By Simon Njane
Savings and Credit Cooperative Societies (Saccos) leaders are expressing mixed reactions to the regulator’s call for mergers as deposits get skewed towards large entities.
While leaders of various Saccos support the proposal by the Sacco Societies Regulatory Authority (Sasra) that Saccos should consider merging to avoid collapsing, they are calling for caution.
Traditionally, Saccos have opted for organic growth, with mergers and acquisitions seen as a preserve for highly regulated financial sector players such as banks.
But players are saying mergers and acquisitions could also work for the Sacco sector to bring about stability and lower costs of operations.
Imarika Sacco chairman Renson Ndoro says the proposal is welcome and could work to the advantage of members of small Saccos struggling to access loans due to limited liquidity.
“The idea is to make Saccos stronger. Merging is for value addition because they will become much stronger and service delivery will be enhanced,” said Ndoro.
Sasra proposal is premised on the fact that the 20 out of the 172-deposit taking (DT)-Saccos control a combined deposit base of Sh224.75 billion, with more than half (59.08 per cent) of the Sh380.44 billion total deposits.
The regulator is concerned that the market share of small Saccos continues to come under pressure from large Saccos, putting them at risk of folding up.
“In the absence of such consolidation and amalgamation initiatives, a time will come in the medium to long term when the market share of these small DT-Saccos will be wiped out, thereby rendering them financially unviable,” warned Sasra.
Trans Nation Sacco CEO Luncham Mugambi says the proposed mergers are good for the sector especially for the small players with thin margins and higher operating costs.
Mugambi, however, cautions that the idea may be scuttled by Sacco leaders such as chief executives, chairpersons and directors for fear of losing their positions upon mergers.

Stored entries
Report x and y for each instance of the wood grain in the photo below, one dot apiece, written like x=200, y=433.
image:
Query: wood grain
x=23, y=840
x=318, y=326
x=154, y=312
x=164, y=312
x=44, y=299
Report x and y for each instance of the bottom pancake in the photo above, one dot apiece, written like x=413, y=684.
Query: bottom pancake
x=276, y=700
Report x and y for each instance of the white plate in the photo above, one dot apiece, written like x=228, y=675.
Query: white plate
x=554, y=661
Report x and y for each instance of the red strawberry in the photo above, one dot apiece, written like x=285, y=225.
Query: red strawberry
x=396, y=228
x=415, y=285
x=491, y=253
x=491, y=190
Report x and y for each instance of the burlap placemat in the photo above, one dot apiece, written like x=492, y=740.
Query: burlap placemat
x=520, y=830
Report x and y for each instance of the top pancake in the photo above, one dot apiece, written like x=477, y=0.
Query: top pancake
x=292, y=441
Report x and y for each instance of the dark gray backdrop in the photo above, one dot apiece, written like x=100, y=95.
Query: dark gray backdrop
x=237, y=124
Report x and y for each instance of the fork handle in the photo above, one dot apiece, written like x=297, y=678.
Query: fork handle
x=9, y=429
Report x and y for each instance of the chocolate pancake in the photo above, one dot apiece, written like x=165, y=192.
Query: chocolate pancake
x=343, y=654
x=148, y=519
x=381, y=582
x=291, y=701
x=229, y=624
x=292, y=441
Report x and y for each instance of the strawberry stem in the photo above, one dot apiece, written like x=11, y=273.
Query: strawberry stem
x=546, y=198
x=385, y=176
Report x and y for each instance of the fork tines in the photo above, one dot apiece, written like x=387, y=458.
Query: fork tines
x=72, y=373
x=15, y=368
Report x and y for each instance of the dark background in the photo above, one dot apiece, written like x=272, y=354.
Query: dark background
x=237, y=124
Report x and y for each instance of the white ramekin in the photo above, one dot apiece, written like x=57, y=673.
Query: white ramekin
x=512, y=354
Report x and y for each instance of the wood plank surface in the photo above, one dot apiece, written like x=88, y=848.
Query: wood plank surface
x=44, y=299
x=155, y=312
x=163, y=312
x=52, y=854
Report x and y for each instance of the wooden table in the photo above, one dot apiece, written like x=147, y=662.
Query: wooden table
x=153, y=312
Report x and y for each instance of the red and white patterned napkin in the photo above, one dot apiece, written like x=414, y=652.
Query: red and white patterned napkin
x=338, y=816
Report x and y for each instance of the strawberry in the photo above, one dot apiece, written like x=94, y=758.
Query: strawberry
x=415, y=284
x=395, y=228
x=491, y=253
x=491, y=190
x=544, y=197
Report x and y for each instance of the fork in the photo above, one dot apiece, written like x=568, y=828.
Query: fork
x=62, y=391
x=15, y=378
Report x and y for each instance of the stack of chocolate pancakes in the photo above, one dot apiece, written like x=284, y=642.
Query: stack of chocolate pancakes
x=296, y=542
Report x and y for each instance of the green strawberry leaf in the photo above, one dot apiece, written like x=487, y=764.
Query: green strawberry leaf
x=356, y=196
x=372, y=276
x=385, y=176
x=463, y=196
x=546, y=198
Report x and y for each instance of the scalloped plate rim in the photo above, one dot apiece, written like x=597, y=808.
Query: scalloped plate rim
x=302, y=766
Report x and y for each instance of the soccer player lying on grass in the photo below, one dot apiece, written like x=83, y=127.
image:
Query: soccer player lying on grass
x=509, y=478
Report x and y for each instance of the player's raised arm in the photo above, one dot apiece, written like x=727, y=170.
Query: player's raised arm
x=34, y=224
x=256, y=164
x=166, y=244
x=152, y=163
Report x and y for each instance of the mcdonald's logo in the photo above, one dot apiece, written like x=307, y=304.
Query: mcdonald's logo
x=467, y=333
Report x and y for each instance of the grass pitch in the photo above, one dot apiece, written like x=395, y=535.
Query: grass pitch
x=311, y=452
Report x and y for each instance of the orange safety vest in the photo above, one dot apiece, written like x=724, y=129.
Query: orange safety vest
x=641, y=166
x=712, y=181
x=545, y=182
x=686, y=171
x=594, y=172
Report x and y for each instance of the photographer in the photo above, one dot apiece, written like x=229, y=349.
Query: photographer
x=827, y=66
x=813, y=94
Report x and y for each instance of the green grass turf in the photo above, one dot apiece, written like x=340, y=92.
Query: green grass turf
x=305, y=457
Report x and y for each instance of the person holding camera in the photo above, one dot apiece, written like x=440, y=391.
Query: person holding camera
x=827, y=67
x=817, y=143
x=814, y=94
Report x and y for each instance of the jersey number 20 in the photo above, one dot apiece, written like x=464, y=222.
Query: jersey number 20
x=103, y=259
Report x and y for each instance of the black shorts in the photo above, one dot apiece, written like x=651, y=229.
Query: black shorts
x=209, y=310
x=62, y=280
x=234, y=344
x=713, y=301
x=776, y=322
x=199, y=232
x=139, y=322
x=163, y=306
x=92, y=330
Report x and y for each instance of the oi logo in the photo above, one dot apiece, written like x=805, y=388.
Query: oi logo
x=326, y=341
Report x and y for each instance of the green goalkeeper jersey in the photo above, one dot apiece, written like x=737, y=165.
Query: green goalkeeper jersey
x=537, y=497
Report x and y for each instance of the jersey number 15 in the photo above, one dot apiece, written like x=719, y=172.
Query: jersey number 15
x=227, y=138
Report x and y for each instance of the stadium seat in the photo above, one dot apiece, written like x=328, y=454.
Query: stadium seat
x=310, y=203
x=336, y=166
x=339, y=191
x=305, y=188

= Task requirements =
Reproduce everything in the article on Sacco mergers from "The regulator is" down to "higher operating costs.". The items have no connection to the article on Sacco mergers.

= Answer to the exercise =
The regulator is concerned that the market share of small Saccos continues to come under pressure from large Saccos, putting them at risk of folding up.
“In the absence of such consolidation and amalgamation initiatives, a time will come in the medium to long term when the market share of these small DT-Saccos will be wiped out, thereby rendering them financially unviable,” warned Sasra.
Trans Nation Sacco CEO Luncham Mugambi says the proposed mergers are good for the sector especially for the small players with thin margins and higher operating costs.